How many lines of the records below contain the string "with"? Give the count alone.

────

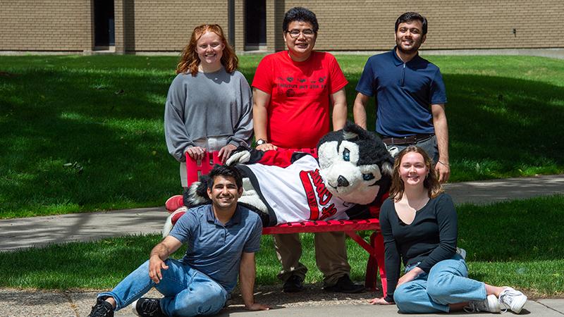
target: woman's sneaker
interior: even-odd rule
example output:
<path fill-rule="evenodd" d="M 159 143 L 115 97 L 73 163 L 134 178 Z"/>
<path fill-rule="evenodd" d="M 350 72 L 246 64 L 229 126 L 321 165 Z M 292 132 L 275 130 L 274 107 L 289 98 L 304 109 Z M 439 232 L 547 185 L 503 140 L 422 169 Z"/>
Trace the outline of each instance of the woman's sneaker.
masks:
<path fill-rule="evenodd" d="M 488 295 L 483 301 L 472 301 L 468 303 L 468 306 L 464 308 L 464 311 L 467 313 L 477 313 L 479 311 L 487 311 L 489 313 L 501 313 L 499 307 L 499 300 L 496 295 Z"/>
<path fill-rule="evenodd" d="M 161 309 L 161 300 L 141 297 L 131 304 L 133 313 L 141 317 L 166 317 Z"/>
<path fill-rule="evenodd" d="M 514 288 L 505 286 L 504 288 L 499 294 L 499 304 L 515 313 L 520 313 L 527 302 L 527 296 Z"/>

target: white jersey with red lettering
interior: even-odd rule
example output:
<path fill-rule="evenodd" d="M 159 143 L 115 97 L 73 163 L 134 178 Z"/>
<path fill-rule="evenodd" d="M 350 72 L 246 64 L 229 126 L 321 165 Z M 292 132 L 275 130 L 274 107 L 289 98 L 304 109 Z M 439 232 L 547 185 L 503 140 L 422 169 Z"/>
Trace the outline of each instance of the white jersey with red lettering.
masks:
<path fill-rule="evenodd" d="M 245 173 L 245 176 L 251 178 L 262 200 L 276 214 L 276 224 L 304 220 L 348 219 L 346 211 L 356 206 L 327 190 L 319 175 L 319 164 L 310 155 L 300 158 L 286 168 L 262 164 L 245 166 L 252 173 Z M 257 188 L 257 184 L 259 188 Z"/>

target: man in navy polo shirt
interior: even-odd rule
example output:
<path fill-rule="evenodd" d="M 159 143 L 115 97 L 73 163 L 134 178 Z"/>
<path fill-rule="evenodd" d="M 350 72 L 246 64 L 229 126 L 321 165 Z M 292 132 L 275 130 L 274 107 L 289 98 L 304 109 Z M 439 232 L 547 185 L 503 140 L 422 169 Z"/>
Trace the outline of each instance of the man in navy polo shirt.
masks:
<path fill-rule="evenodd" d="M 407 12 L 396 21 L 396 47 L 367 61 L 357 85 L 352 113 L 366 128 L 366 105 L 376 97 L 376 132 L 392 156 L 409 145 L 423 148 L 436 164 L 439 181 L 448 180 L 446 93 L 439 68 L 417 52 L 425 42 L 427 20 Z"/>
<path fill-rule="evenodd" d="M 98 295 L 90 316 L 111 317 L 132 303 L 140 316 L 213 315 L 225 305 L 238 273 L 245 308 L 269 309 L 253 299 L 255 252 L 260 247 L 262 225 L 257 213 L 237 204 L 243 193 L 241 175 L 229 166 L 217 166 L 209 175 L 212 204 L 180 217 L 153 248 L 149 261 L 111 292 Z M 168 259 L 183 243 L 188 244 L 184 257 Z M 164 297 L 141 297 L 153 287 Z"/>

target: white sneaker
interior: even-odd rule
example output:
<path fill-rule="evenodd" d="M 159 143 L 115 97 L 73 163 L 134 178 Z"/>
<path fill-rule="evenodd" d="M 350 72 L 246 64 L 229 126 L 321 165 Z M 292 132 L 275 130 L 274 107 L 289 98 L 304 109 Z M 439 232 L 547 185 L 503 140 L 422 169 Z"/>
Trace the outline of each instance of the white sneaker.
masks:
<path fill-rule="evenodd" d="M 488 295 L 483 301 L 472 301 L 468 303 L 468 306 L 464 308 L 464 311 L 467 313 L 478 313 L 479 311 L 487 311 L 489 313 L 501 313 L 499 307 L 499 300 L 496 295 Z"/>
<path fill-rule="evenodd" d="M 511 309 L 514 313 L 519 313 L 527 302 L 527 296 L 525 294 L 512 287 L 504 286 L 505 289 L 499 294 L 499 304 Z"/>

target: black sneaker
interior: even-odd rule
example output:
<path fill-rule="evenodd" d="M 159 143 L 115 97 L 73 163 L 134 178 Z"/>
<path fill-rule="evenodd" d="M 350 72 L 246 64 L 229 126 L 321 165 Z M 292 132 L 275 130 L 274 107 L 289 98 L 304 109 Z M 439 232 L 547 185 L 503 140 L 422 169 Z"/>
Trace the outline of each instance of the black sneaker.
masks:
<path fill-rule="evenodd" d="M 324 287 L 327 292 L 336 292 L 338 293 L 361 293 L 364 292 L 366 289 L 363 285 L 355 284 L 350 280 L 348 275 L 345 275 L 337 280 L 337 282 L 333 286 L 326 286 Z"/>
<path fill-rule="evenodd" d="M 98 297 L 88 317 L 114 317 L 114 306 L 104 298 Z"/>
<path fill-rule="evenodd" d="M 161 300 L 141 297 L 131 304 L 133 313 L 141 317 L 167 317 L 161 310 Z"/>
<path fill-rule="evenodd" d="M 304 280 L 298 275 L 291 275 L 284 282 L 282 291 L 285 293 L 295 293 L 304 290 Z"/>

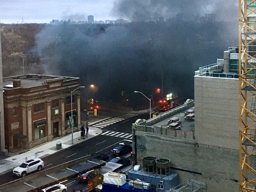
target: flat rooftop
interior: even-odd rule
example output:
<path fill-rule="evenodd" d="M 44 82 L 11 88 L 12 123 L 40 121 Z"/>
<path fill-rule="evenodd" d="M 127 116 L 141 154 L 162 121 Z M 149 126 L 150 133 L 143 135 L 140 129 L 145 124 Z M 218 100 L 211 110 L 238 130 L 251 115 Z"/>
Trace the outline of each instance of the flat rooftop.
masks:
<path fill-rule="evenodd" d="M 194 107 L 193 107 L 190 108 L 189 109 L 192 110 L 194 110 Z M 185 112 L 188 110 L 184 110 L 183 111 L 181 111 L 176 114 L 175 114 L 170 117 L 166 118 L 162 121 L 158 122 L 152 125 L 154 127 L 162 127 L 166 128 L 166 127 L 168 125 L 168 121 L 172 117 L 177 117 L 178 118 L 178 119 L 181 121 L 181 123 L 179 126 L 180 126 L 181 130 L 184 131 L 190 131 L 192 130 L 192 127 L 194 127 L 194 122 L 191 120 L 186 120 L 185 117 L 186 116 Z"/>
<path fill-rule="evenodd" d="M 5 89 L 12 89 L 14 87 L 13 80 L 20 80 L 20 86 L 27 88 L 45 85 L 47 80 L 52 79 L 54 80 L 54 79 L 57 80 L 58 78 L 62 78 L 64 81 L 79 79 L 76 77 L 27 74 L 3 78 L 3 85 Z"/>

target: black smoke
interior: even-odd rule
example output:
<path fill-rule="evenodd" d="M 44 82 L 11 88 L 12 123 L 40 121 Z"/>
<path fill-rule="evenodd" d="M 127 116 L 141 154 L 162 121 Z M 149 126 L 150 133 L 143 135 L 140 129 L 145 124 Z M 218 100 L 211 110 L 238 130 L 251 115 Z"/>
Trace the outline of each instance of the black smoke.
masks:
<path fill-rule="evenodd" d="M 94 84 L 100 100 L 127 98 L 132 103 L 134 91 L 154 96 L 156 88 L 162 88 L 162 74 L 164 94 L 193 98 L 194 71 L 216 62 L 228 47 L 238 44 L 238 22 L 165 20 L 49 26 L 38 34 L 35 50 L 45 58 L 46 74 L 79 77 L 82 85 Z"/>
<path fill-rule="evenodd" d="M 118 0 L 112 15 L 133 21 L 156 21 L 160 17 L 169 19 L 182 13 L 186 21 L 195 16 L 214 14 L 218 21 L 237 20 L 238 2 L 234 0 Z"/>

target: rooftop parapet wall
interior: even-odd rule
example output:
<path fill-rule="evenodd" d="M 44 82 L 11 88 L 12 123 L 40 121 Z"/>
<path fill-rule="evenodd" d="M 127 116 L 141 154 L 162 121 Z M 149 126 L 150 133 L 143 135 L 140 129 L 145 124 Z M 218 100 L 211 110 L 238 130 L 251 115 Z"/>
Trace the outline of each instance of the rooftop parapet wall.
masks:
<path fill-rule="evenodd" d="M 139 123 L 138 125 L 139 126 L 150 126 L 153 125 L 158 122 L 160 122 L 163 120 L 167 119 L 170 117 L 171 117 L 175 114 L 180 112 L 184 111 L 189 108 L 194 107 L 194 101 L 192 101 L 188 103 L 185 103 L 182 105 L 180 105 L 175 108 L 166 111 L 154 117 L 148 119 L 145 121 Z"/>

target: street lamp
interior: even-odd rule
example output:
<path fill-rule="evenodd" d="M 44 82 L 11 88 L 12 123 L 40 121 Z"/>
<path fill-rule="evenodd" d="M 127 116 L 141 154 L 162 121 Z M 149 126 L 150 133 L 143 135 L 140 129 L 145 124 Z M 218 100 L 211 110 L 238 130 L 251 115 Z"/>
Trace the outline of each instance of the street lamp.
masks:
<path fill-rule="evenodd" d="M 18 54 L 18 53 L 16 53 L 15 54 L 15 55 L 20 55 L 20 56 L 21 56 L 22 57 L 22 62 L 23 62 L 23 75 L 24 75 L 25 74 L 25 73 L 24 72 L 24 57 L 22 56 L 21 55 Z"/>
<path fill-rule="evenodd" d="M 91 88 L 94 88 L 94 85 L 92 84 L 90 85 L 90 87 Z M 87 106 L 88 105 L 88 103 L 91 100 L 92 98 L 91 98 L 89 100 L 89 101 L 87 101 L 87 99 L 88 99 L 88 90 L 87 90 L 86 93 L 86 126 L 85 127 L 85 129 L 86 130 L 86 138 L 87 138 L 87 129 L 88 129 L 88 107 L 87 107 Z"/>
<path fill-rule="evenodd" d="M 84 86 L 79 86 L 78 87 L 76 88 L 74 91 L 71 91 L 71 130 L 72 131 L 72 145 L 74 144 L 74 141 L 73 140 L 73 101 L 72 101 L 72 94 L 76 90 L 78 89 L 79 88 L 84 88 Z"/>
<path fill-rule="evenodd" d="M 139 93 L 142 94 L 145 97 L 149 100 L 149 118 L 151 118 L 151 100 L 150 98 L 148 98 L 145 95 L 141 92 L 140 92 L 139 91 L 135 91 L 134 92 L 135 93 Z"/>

────

• [Exercise solution]
2